Task to carry out: Switch "skate blade" to "ice skate" throughout the lines below and keep everything else as it is.

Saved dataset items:
+--
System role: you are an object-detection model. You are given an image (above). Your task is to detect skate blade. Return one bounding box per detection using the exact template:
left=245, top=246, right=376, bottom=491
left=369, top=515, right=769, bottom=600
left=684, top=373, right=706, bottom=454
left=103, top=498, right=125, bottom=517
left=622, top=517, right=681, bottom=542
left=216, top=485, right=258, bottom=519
+--
In response:
System role: you are an object-detection model. You are given an image (above). Your task is to detect ice skate. Return one bounding box per detection using the exact template:
left=245, top=246, right=376, bottom=491
left=369, top=515, right=769, bottom=600
left=684, top=373, right=706, bottom=454
left=103, top=498, right=125, bottom=517
left=622, top=517, right=681, bottom=542
left=216, top=485, right=258, bottom=519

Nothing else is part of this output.